*** INPUT DATA

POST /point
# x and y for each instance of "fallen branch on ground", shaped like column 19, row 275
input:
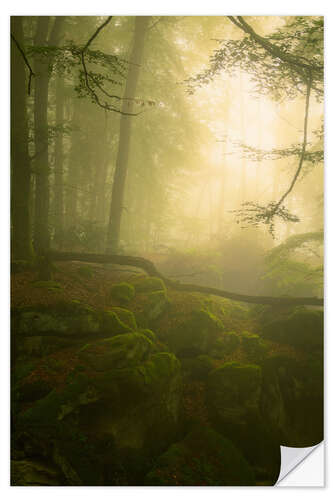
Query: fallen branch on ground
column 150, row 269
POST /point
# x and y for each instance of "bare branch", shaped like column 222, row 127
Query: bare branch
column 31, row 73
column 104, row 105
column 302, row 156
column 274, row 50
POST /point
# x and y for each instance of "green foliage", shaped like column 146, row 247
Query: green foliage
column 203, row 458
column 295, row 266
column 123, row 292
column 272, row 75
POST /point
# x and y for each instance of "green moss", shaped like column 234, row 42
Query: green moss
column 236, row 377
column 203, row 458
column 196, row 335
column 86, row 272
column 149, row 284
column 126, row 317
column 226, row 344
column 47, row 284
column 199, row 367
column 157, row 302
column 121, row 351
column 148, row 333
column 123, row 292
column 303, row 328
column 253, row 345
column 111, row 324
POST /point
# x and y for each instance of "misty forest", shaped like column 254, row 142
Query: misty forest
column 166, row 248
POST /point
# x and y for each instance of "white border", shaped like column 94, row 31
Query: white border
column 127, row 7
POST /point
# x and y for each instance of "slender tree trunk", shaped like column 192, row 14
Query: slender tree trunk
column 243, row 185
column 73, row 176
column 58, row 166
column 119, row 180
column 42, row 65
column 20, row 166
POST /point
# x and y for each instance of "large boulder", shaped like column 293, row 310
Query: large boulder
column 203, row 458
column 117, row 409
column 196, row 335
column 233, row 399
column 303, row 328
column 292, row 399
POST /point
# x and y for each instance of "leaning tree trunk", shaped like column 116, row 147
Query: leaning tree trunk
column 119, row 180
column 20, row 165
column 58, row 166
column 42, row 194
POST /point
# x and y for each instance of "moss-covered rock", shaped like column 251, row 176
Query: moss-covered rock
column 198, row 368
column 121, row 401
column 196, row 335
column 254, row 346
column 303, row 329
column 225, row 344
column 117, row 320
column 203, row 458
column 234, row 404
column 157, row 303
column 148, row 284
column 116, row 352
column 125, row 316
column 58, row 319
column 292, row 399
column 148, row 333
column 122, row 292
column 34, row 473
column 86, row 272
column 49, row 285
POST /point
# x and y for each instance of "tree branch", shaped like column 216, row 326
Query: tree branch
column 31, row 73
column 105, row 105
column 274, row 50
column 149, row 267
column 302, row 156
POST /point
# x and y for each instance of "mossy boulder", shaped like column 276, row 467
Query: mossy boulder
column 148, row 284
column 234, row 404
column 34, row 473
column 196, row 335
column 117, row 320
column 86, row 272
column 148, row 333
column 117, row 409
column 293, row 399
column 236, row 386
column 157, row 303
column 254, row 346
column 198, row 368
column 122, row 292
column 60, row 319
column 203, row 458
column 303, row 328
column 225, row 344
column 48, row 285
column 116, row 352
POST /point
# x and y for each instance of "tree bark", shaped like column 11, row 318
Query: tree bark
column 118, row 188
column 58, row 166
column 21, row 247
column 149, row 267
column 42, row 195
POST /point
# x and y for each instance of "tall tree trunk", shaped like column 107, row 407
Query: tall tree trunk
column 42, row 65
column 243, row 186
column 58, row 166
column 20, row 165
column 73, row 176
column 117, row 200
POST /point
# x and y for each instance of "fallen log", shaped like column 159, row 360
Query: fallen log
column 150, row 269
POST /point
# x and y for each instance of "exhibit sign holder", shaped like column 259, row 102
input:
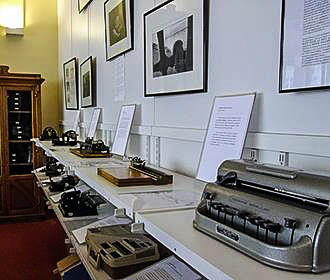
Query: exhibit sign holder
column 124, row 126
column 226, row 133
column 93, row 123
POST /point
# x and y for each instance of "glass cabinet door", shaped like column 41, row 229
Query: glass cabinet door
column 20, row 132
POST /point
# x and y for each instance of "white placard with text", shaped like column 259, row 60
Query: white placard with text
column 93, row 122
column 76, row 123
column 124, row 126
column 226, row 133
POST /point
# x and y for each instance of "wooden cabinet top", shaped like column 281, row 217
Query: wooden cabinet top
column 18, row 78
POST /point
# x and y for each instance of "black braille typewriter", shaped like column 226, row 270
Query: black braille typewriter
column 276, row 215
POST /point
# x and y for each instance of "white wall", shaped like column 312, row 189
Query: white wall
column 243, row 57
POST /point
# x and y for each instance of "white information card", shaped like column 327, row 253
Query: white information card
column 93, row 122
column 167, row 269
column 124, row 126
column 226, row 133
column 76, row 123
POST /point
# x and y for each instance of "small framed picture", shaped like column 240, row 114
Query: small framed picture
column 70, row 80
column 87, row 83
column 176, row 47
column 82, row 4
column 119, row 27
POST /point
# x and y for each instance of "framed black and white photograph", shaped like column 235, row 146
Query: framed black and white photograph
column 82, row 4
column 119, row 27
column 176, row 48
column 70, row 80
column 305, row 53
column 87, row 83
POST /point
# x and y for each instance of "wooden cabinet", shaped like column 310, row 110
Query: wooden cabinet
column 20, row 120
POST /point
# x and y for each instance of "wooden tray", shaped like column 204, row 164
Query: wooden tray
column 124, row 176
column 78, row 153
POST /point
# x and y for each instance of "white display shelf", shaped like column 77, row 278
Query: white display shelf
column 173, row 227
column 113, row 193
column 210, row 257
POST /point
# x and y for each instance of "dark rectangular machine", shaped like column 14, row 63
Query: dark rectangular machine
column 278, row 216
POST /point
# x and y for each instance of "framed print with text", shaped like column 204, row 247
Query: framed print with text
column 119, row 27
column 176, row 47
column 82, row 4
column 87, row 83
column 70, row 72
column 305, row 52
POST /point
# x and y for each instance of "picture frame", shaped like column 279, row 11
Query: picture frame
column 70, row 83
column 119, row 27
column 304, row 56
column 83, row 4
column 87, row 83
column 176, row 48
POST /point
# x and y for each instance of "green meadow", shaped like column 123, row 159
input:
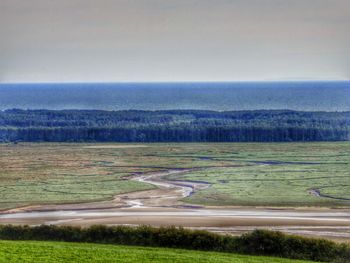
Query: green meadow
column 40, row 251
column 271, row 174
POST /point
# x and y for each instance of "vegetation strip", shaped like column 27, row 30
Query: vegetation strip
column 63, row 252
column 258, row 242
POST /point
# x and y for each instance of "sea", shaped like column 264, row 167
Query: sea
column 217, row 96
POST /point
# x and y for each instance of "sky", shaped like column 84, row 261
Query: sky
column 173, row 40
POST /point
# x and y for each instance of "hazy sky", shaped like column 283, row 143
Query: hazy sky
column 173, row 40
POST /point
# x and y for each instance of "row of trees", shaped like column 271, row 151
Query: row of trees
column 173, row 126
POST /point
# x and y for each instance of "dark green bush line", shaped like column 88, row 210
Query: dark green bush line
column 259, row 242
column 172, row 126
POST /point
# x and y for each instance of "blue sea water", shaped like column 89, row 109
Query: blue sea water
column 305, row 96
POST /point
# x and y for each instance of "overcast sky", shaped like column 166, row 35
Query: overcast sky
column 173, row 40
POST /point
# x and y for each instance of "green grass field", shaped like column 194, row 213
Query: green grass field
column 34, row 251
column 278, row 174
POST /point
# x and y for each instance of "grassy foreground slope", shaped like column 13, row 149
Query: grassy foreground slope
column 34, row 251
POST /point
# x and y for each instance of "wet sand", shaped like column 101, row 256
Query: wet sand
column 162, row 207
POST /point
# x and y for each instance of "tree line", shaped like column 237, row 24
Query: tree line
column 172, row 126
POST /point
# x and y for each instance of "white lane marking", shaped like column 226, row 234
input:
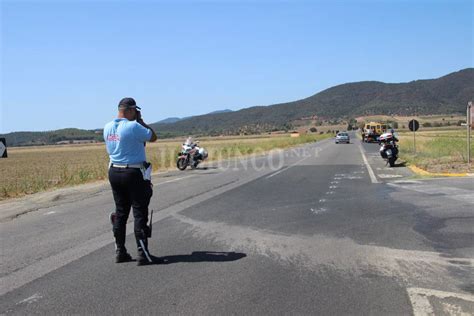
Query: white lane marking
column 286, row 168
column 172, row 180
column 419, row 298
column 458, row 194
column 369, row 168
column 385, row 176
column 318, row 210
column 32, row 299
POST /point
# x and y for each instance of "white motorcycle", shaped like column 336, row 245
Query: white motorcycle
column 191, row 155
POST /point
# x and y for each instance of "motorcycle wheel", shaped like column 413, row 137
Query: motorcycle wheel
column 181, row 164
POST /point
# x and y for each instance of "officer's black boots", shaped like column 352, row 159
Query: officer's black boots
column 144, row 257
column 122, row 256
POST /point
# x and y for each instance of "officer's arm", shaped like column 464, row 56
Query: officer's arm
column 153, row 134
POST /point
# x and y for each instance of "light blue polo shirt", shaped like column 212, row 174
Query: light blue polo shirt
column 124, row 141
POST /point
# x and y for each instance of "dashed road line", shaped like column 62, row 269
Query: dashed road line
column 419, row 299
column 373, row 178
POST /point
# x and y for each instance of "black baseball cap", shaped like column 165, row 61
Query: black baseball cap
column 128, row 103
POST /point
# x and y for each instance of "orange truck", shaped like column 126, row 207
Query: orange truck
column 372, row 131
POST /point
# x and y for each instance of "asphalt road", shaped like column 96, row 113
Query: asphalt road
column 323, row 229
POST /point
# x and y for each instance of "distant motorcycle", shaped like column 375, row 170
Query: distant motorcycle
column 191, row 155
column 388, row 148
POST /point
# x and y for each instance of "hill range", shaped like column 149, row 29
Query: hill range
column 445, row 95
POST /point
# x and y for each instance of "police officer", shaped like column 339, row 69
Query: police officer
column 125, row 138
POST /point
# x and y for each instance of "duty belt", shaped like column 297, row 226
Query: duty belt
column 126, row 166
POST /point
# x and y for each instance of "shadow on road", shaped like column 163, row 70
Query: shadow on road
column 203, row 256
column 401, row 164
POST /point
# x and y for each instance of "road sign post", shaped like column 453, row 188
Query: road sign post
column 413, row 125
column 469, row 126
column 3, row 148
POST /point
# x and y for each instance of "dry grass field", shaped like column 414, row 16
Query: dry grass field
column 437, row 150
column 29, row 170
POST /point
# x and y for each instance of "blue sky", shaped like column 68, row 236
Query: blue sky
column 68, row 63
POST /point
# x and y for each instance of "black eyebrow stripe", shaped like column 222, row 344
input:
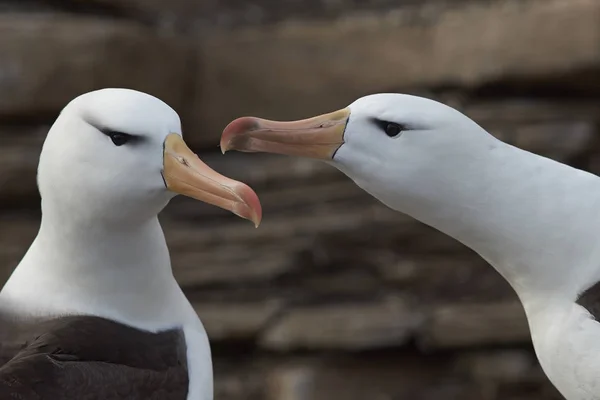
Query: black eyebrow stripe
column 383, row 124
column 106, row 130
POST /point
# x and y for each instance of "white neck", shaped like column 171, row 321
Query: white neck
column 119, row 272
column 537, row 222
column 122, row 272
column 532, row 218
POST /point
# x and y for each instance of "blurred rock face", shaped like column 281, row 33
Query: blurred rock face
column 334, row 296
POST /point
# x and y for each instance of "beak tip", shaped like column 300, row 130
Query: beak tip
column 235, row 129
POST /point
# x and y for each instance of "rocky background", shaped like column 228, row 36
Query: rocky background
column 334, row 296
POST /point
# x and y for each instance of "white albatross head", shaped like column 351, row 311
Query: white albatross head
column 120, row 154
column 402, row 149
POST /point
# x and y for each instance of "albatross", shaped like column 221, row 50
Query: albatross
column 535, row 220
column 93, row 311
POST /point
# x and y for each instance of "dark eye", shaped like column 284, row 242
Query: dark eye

******

## TASK STATEMENT:
List every line of the entries above that contains the string "hazy", matching case exactly.

## EXERCISE ANSWER:
# x and y for each instance of "hazy sky", shaped like column 283, row 143
Query: hazy sky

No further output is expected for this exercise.